* _EXTRACTED RECORDS_:
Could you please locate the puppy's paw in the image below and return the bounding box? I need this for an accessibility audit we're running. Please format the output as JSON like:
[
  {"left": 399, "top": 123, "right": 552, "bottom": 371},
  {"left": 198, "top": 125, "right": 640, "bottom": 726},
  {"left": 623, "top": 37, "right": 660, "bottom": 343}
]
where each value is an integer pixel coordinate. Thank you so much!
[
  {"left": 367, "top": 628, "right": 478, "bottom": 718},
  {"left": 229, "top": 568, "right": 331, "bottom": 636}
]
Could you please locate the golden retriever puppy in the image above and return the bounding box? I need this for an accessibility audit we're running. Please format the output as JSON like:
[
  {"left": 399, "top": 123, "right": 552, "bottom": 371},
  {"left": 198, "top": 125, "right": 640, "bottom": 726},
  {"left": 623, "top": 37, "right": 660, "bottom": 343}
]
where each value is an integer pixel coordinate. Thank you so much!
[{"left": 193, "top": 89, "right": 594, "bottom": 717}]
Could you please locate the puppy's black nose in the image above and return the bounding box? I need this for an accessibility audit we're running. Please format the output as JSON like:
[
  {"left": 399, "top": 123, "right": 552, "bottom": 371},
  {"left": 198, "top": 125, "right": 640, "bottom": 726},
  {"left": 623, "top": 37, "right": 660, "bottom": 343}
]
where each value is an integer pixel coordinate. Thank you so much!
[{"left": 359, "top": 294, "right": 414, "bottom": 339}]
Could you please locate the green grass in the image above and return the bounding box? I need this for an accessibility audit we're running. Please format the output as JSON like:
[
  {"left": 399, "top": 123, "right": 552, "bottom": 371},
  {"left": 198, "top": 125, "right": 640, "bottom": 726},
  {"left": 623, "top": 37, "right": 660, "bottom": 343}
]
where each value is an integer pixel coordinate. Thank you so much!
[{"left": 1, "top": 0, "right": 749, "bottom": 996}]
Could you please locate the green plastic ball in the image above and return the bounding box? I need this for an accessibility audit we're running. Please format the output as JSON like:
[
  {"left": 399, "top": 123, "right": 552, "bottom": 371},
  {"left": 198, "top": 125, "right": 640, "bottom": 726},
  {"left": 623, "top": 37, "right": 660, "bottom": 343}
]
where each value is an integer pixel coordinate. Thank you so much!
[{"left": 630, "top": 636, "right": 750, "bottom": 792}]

* _ACTION ITEM_:
The number alone, please: how many lines in the data contain the string "Could"?

* _SOLUTION TO THIS TASK_:
5